### Excerpted passage
==================================================

Subpopulations of diffuse midline glioma cancer cells will be grown within contained Kayser Space-made bioreactor experimental units on the International Space Station, and cell cultures will be fixed at various intervals to capture different stages of growth.
The aim is to assess spatial interactions between diffuse midline glioma subclones in the unconstrained 3D microgravity environment.
Meanwhile, experimental controls will take place using the same equipment back on Earth, and in a centrifuge about the International Space Station set up to simulate conditions in 1G of gravity.
The D(MG)2 samples are set to spend four weeks on the International Space Station before being returned to Earth.
As well as providing important experimental results, the project also represents a high-profile opportunity to raise awareness of diffuse midline glioma. There is a huge unmet clinical need for the disease, and the researchers hope that raising its profile could lead to more support and funding for their efforts to find new treatments.
The UK Space Agency has also announced £1.4 million in funding for another project called MicroAge II, led by the University of Liverpool. The project is investigating how the microgravity environment makes astronauts’ muscles weaken in space in an accelerated way, compared to how muscles get weaker as we age on Earth.
Professor Chris Jones, leader of the D(MG)2 study and Professor of Childhood Cancer Biology at The Institute of Cancer Research, London, said:
“Unfortunately, survival rates for patients with diffuse midline glioma have not changed substantially since Neil Armstrong’s daughter died of the disease in the early sixties. The last 15 years, however, have revolutionised our understanding of the biological complexity of these tumours, with exciting potential new therapies entering clinical trial at last.

==================================================

### Data listing
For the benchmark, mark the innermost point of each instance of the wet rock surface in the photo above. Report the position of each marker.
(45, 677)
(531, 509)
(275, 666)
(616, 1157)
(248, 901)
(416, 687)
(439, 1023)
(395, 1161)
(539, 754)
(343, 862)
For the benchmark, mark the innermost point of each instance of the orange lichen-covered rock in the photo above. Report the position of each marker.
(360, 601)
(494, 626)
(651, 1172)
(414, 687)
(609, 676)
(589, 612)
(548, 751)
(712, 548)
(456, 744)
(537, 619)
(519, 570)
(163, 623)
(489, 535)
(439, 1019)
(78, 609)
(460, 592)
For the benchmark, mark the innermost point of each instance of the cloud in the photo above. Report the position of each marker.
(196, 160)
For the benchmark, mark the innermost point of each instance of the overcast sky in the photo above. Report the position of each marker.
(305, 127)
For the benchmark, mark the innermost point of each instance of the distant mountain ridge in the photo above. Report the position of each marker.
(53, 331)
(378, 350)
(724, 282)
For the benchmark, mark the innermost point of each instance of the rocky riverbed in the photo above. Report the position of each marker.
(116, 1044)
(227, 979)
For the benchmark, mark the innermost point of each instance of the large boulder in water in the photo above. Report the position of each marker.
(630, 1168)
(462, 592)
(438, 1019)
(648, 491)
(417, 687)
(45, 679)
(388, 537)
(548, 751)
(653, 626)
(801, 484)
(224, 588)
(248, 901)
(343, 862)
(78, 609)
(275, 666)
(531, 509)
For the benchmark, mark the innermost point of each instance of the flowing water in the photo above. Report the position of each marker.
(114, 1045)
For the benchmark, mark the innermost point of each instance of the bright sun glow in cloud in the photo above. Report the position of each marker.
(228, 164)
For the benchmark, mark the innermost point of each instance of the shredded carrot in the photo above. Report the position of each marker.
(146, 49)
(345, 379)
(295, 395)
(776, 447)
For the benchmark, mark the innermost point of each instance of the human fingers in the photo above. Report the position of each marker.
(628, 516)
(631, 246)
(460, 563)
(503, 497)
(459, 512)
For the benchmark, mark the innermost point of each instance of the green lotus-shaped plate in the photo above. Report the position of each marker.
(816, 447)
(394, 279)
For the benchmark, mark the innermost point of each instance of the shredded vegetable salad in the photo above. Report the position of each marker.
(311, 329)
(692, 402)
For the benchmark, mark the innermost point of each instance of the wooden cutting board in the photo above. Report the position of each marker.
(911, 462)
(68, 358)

==================================================

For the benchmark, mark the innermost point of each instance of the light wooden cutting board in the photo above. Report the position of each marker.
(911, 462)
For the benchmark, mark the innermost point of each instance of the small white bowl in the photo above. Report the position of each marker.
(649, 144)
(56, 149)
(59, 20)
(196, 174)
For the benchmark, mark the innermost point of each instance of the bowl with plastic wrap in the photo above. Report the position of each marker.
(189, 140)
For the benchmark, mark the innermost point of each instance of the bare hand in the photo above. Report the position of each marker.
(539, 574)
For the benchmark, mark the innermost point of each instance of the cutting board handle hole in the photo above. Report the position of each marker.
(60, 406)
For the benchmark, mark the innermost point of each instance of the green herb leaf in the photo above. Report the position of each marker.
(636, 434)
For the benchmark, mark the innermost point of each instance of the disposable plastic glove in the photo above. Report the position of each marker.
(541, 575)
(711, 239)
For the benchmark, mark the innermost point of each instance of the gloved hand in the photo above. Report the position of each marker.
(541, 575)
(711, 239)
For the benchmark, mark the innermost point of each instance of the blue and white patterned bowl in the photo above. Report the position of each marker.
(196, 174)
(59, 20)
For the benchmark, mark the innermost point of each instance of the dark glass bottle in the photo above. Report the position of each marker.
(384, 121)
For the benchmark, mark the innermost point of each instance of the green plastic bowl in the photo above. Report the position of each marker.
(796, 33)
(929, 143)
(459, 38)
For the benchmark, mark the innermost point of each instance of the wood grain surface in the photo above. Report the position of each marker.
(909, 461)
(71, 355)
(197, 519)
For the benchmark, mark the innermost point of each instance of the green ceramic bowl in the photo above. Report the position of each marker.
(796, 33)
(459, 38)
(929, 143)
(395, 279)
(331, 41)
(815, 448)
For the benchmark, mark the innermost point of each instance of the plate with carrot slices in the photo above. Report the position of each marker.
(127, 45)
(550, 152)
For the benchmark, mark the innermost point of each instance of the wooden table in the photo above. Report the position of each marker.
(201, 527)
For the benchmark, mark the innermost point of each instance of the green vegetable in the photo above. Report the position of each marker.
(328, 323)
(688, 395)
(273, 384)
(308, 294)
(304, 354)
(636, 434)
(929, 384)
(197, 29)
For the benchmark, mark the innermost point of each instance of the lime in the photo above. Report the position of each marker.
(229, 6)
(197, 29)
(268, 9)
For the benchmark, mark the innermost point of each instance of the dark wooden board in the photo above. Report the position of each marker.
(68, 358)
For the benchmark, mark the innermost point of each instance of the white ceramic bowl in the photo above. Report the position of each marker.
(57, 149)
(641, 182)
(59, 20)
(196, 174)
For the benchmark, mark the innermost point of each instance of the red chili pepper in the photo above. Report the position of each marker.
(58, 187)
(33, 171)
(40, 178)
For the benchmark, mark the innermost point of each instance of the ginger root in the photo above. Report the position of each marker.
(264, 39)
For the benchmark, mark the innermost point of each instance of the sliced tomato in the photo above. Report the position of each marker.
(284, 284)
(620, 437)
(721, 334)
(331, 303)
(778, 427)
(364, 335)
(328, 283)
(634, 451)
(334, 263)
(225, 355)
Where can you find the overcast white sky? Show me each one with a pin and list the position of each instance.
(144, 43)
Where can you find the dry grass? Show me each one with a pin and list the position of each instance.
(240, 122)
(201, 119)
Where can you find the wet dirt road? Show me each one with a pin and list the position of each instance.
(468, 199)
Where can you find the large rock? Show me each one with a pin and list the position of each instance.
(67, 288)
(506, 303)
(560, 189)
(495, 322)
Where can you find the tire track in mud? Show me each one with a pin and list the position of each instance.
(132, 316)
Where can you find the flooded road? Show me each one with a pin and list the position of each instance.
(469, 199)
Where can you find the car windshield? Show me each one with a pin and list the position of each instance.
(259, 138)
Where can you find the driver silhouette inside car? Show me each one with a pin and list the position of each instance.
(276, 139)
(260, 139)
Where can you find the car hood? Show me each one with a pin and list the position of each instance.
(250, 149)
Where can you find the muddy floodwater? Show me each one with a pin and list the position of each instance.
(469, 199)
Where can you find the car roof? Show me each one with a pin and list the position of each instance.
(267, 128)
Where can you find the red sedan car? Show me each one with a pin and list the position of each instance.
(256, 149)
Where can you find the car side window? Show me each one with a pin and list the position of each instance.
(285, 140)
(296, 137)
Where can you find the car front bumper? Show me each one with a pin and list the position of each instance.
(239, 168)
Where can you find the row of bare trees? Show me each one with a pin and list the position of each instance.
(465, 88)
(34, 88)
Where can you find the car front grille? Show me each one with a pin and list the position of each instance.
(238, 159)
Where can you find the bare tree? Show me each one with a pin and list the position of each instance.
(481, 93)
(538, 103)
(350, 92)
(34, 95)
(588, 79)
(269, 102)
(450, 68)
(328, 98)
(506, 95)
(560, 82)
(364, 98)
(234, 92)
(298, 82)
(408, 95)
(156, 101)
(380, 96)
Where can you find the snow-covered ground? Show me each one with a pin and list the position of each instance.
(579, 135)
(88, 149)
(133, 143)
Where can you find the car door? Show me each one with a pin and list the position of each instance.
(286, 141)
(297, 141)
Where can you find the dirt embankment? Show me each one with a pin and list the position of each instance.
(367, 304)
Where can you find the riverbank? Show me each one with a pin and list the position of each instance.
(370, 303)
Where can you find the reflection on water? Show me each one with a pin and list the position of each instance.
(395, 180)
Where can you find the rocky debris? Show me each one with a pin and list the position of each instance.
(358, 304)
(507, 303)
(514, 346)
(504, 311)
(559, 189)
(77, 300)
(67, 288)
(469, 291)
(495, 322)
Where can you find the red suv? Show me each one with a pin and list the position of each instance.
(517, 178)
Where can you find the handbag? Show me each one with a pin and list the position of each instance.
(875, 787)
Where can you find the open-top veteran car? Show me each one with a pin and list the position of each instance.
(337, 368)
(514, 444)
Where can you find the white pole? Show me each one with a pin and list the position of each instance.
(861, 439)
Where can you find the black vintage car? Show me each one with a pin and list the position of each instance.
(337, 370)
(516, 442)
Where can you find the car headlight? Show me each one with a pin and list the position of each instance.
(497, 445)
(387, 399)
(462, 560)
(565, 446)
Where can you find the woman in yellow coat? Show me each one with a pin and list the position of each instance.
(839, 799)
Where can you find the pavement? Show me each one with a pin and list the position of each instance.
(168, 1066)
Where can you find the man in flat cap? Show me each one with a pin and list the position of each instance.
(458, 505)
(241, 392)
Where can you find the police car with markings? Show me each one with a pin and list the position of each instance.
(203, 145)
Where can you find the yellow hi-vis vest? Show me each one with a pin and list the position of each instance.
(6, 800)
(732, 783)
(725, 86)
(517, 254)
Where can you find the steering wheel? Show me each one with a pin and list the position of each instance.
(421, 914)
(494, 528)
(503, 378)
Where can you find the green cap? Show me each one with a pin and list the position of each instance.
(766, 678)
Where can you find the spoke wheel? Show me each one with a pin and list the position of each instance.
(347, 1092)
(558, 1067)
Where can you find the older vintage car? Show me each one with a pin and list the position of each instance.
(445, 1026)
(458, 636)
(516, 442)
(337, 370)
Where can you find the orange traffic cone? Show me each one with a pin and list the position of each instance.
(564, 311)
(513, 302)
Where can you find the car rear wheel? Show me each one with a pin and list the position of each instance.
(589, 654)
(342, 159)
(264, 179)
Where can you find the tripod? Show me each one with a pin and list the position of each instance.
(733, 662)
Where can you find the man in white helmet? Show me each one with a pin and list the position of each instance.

==================================================

### Task description
According to the D(MG)2 passage, how long will the samples spend on the International Space Station before returning to Earth? Use only the D(MG)2 passage, not the listing.

### Completed exercise
Four weeks.